ABOUT THIS EXERCISE:
Look through the entries and report how many lines include the word "countertop". Give the number alone.

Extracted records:
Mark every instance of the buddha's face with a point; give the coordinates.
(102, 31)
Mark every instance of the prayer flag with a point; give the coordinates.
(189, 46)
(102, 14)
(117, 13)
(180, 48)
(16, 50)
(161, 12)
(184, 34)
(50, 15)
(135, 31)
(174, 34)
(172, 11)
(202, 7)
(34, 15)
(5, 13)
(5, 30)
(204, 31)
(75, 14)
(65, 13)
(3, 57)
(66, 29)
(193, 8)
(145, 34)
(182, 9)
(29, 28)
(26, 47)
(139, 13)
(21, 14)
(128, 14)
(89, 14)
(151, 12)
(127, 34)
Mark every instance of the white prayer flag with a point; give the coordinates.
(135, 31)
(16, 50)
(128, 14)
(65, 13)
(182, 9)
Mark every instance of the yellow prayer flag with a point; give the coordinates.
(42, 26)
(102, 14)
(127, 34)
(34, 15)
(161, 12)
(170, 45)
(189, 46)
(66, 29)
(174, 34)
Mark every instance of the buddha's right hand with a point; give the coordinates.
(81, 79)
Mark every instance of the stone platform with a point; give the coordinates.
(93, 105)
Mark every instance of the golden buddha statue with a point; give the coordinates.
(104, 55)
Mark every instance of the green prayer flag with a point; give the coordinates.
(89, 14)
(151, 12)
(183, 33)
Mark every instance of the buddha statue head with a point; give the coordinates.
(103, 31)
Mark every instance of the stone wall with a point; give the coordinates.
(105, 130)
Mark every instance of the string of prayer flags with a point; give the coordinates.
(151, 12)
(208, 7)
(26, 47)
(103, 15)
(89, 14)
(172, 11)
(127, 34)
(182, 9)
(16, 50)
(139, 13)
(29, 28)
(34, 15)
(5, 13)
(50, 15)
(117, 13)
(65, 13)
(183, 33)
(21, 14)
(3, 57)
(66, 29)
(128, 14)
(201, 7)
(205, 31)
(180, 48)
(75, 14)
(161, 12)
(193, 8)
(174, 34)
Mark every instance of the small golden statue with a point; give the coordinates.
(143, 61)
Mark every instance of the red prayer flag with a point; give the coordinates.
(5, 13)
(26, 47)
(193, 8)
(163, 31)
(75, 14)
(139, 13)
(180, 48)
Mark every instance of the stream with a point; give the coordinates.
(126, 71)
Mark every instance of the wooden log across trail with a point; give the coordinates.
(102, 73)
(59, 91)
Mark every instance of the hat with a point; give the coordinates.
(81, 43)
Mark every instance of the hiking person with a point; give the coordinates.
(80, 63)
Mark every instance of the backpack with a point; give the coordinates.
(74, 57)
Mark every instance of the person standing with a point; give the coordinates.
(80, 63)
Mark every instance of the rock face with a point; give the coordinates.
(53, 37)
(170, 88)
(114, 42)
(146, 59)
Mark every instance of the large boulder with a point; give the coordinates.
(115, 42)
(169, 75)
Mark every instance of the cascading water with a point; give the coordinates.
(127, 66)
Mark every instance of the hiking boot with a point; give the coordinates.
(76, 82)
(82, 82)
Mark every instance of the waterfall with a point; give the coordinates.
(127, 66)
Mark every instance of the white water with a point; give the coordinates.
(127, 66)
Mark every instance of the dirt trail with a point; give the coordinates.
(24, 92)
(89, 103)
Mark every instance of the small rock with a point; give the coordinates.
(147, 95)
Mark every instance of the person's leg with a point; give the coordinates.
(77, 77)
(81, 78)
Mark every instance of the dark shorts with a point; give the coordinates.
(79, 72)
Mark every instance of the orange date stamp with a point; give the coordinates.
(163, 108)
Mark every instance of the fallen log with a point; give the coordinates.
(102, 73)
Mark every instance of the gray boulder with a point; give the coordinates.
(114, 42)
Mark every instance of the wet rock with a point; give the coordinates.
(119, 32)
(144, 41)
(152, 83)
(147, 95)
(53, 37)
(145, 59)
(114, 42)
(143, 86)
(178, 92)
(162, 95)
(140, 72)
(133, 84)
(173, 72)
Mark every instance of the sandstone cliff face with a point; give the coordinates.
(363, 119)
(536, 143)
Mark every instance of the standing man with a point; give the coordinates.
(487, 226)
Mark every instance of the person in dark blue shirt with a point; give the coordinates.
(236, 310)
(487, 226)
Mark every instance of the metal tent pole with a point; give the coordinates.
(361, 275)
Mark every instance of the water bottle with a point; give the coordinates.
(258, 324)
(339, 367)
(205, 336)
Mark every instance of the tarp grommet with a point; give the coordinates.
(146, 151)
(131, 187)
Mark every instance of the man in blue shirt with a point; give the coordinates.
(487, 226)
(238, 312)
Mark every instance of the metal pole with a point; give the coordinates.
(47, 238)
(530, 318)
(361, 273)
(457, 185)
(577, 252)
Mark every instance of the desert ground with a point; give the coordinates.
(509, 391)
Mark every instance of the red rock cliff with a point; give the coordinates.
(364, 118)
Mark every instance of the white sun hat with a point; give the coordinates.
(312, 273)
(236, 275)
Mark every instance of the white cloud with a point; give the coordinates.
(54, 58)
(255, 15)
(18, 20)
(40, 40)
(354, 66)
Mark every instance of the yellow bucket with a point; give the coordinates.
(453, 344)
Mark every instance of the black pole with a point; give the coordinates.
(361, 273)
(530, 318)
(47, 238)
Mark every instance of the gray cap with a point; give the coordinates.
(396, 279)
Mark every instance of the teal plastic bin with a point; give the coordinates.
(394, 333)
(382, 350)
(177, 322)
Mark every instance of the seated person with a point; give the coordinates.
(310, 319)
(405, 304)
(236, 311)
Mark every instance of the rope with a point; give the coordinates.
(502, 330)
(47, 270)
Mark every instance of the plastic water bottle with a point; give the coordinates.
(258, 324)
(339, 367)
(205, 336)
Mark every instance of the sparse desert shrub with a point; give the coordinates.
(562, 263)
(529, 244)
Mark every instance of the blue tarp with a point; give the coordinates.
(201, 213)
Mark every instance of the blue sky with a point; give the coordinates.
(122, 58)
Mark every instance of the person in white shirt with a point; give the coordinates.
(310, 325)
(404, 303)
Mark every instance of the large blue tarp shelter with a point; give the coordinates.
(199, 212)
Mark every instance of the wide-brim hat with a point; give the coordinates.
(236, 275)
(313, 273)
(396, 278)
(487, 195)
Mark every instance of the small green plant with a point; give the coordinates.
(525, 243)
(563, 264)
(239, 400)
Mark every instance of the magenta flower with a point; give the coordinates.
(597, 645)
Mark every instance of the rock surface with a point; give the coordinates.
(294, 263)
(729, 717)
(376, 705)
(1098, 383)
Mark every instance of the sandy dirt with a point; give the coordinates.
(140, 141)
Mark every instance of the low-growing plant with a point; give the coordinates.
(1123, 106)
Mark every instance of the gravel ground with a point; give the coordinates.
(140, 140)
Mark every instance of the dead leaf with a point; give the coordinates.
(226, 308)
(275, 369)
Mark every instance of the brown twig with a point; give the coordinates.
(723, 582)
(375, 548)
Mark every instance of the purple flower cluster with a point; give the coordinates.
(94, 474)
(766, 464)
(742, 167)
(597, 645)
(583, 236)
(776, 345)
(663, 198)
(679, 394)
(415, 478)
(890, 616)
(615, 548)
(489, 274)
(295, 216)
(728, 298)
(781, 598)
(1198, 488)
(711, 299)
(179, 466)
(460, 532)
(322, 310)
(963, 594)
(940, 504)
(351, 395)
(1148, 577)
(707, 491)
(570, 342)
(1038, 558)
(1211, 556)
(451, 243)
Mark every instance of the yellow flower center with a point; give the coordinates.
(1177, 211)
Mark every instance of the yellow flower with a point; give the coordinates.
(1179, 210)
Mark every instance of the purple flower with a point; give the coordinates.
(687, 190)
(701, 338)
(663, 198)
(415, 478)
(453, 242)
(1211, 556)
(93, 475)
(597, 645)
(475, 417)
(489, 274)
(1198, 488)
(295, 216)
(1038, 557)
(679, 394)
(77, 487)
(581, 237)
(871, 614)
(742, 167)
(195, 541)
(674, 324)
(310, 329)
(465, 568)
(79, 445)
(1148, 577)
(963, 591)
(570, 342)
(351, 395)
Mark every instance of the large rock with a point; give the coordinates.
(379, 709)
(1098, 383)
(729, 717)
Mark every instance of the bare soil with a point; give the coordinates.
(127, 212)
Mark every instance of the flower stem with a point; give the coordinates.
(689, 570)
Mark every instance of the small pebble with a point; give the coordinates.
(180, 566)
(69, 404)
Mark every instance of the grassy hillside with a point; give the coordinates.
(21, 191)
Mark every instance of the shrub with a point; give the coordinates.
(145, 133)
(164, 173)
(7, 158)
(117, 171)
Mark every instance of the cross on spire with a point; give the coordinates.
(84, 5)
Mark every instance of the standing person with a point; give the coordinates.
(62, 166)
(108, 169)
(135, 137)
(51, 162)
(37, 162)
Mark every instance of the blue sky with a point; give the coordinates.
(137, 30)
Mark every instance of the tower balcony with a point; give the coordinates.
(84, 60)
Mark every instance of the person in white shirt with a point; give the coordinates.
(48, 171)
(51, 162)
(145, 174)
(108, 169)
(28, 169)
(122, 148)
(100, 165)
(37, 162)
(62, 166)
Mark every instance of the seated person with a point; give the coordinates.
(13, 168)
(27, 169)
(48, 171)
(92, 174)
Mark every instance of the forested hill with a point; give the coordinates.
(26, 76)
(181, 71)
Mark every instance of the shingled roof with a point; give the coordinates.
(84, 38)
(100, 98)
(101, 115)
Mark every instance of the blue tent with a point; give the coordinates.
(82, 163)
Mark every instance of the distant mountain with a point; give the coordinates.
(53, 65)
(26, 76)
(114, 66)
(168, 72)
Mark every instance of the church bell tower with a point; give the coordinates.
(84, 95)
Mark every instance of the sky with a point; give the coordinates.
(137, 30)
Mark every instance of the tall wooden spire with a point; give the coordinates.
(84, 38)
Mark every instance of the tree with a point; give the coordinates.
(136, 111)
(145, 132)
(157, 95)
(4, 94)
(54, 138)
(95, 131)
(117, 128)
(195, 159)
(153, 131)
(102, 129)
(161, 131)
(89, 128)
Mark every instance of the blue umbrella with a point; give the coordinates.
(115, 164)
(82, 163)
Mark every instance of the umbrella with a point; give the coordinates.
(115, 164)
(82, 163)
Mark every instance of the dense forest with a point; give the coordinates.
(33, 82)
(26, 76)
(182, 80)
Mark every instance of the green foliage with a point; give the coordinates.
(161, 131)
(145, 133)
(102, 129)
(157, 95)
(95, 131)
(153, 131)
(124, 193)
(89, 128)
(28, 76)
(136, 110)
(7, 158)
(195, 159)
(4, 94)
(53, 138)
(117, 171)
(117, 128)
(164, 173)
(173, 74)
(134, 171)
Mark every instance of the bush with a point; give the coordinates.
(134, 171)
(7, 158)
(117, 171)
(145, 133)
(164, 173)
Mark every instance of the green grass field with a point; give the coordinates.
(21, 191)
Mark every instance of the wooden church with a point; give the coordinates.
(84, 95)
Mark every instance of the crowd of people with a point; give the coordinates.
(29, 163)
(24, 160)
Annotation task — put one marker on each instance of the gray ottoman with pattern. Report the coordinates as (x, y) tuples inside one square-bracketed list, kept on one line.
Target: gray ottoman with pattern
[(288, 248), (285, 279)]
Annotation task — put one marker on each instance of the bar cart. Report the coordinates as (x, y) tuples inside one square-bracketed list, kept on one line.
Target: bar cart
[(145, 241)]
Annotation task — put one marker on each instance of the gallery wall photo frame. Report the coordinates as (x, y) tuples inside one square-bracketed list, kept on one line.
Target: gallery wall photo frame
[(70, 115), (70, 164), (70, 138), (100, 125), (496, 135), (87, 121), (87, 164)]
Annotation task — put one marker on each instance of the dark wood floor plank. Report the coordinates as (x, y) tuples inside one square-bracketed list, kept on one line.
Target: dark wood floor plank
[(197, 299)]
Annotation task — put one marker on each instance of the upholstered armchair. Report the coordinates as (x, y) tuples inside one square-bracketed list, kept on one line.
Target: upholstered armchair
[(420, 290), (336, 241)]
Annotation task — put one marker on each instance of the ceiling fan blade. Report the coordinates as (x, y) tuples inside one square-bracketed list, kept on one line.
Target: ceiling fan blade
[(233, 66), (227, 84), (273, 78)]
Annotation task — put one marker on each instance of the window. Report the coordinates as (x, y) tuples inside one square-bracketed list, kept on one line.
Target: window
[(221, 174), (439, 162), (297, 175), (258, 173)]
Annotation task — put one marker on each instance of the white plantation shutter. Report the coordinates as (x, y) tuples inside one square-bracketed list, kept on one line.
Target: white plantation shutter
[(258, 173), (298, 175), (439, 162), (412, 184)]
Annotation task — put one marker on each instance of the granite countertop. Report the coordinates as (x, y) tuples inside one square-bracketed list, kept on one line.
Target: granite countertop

COMPLETED EXERCISE:
2